§ What you need to do
Repeat all of the material below exactly as written, images excluded.

§ Raw records
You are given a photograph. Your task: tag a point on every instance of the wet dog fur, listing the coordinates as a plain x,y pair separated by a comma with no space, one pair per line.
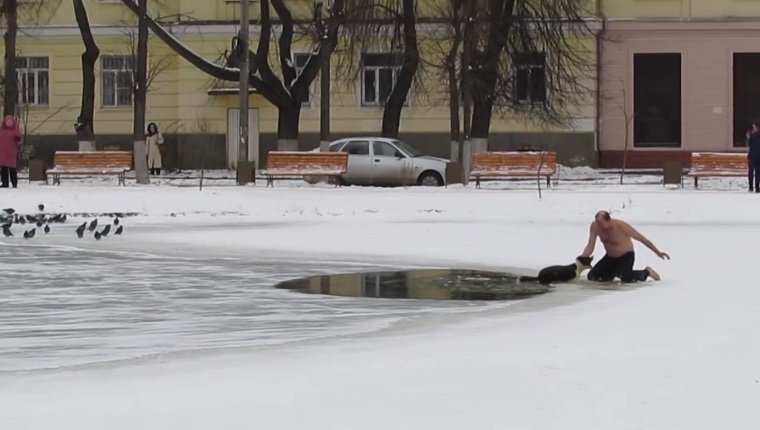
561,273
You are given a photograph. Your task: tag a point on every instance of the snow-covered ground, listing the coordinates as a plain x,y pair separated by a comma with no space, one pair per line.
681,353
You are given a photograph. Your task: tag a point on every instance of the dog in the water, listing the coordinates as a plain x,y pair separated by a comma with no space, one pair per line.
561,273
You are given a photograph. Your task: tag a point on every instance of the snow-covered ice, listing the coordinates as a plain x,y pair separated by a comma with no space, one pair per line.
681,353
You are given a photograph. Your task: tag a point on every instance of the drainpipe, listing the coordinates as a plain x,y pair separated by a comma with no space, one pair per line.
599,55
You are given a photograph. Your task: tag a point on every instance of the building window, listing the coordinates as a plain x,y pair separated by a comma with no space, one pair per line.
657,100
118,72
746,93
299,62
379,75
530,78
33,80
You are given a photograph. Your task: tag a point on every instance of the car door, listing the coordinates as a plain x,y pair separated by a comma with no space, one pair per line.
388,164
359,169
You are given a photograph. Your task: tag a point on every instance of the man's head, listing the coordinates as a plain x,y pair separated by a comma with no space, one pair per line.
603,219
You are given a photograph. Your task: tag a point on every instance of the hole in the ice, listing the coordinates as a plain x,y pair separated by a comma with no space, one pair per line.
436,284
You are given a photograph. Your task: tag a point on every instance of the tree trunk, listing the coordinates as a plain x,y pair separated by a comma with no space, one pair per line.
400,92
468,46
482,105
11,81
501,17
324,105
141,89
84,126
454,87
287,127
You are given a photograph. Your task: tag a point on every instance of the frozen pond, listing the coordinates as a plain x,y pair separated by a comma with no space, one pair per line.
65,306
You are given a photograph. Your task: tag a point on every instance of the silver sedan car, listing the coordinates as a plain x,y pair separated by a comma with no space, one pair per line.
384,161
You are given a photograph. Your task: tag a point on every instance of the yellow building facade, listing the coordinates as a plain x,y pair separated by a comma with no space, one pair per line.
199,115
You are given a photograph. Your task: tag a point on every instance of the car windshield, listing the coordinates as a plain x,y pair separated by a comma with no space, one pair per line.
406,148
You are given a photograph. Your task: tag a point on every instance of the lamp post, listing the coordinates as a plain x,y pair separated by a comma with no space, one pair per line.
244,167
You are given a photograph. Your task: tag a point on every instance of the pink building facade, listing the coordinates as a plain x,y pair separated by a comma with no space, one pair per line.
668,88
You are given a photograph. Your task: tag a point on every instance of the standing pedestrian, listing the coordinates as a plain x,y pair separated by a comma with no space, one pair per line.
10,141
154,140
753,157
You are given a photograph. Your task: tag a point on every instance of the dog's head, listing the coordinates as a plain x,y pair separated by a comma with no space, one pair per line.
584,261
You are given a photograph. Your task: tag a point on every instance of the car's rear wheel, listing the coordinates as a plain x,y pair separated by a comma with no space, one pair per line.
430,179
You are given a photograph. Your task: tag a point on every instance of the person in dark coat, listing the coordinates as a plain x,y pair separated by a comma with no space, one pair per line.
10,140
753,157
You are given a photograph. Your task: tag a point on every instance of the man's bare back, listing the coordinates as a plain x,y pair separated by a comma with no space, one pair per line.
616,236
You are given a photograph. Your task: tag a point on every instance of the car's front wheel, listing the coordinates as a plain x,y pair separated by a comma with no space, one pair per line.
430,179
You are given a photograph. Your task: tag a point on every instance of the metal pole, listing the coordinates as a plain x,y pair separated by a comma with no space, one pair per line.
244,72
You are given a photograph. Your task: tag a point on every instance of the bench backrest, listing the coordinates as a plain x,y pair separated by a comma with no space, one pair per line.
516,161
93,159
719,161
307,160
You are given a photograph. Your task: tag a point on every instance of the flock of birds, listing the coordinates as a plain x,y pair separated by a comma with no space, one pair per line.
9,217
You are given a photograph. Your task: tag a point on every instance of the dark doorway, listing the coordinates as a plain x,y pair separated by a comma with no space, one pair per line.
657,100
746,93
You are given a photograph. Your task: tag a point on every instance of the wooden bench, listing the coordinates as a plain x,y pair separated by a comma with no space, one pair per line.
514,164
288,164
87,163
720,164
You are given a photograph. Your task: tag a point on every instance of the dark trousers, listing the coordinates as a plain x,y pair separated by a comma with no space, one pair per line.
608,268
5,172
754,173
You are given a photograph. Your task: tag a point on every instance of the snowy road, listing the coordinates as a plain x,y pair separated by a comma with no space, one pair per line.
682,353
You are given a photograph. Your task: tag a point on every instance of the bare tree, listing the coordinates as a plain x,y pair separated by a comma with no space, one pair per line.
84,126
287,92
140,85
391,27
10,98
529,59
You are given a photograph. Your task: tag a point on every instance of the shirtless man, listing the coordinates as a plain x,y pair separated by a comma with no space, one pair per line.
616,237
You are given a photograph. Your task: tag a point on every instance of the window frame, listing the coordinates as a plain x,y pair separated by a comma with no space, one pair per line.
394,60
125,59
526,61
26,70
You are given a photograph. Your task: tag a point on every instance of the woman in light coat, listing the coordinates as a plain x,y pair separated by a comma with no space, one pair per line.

§ Exercise solution
You are given a photograph. Your task: tag a point on every instance of the wet dog fur, listing the coordinates as a plain x,y pair separated by a comma with no space, one pair per line.
561,273
You are given a photograph. Your task: tag a point on every instance of the snow-covered ground, listing the coordinates as a plain x,y pair separated by a comma with no space, one pair per line.
681,353
You are given a photograph. Your task: tag a point on every instance of the dog in the water, listing the coordinates as a plain x,y pair separated by a comma with no space, one pair per line.
561,273
You are given a photograph. Your task: tag a point on every instance of the snow-covered ice, listing the coordinates as a plain x,y pair separated by a comma with no space, one pair per line.
681,353
You are given a photograph. Your task: tag a point on every instance of the drainpipe, listing the coordinates as a plain x,y pair separated by a comma with no space, one pair per line.
599,55
You are given a photograph. Your task: tag a point on every instance of the building window, listing the coordinates as a plain x,y pair separated by a comma with no space, one pair per line.
657,100
118,72
746,93
299,62
379,75
530,78
33,80
You are given a photograph. Your task: tag a point on every instance of the car door, listing the coordinates as a plain x,y pair separated by a comma with no space, one pair per line.
388,164
359,169
You are given a photograph. Your task: tag a point on every instance of the man's head, listing the coordinates as a plain x,y pair separated by a comma with no space, one pair per line.
603,219
You are given a photograph. Your task: tag a point on every instance of the hole in the ice, listing the coordinates as a plain x,y pair separated by a comma with no space, one pair per line.
436,284
You are given a photograph. Your task: tag a point on every instance of the tree trunk, listing the coordinates as a plain x,y pair separated by a comma with no space, one pair per line.
400,92
468,46
482,105
11,81
501,17
324,105
141,89
84,126
454,87
287,127
You are given a photograph. Your task: tag a point on every instance of the frozen pond, listing the coordinates as a plain x,y pair separated by a comma with no space, one pair per line.
65,306
You are given a photograph. Your task: tag a point on every instance of the silver sedan car, listing the coordinates as a plain x,y pair separated by a comma with no space, one pair per line.
384,161
You are given a photograph. Your task: tag a point on every instance of the yellow building facade, listing the coordinates as a plain x,y pair separated by a comma with no space, one pair per line.
199,115
You are given a photograph. Your task: tag a point on every instance of the car windshield, listing the coordinates as a plain x,y pair separated by a comma with no space, one pair per line.
406,148
You are given a photograph. Your task: tag a point on every instance of the lamp post, listing the coordinates as a plain x,y pair separated by a comma with no space, one pair per line.
244,167
You are given a photograph. Your task: tag a point on every instance of the pink building facade, listing the coordinates as a plain x,y pair separated by a comma with no space, one pair per line.
668,88
You are given a photograph. Your task: tag a point on every instance of the standing pedestrian, listing the coordinates as a plain x,y pair separated by a comma with no space, one pair per line.
10,141
154,140
753,157
You are given a photograph. Your task: tag a point on every instance of the dog's head, listing the coordinates as a plain x,y pair separated by a comma with no space, one pair per line.
584,261
You are given a photograph. Your task: tag a point on every instance of the car's rear wheel, listing the coordinates as a plain x,y pair separated by a comma with no space, one pair per line.
430,179
You are given a photograph. Your task: tag a point on every instance of the person in dark coat, listing the coordinates as a plain x,y pair separated by a comma with no space, one pair per line.
10,140
753,157
You are given a photograph. Your task: tag a point on every instance of the man's bare back, listing the coordinates as a plain x,y pair separated by a comma with no space, one pair per line.
616,236
You are given a photograph. Your task: tag a point on every instance of the car's front wheel, listing the coordinates as a plain x,y pair separated by a comma with no space, one pair per line.
430,179
You are given a photograph. Your task: tag a point on every instance of the metal pole, listing the coordinates as a plain x,y pair separated by a comma with no space, one pair per line.
244,72
You are given a photograph. Your task: tag a point on every instance of the bench backrest, listing the coordinates as a plain x,y pair separated by a comma with no space, one pair per line.
516,161
93,159
719,161
307,160
You are given a photograph. Your task: tag a point on every instance of the flock of birds, listing the coordinates as a plain x,y pair separated by a comma with no space, one pair per line.
9,217
You are given a photograph. Your task: tag a point on every instance of the dark doorway, listing the coordinates as a plain x,y pair separated by a comma with no space, one pair per line.
657,100
746,93
You are given a photograph. Your task: tag a point on every instance of the wooden bench, listing the coordinates as a plain x,y pair separated by a comma with no space, one pair per line.
514,164
288,164
87,163
720,164
You are given a photograph. Your task: tag a point on every instance of the dark trousers, listing the coordinates as a plain x,y pair separated by a comma with no space, one pair per line.
608,268
5,172
754,173
You are given a photograph. Your task: tag a point on every instance of the snowy road, listing the coordinates as a plain x,y pair separated by a comma with no space, one pair per line.
682,353
You are given a photograph. Your task: tag a point on every instance of the bare tree, listing the coordinates as a plain x,y pair separated by a comma with no space, one pair per line.
84,126
287,92
140,85
391,27
10,98
529,59
You are given a photograph. Your task: tag a point on every instance of the shirtless man, listing the coordinates as a plain x,y pair separated by a comma with no space, one pair per line.
616,237
You are given a photograph. Your task: tag a point on every instance of the window frame, listing the coordinates as a plain x,y pair separated by a comma with no space, one pair per line.
394,60
125,59
526,61
26,70
You are given a photograph. Your task: tag a point on every instance of the woman in light coat, listing the coordinates as a plain x,y pair separated by a comma with no space, one pair per line.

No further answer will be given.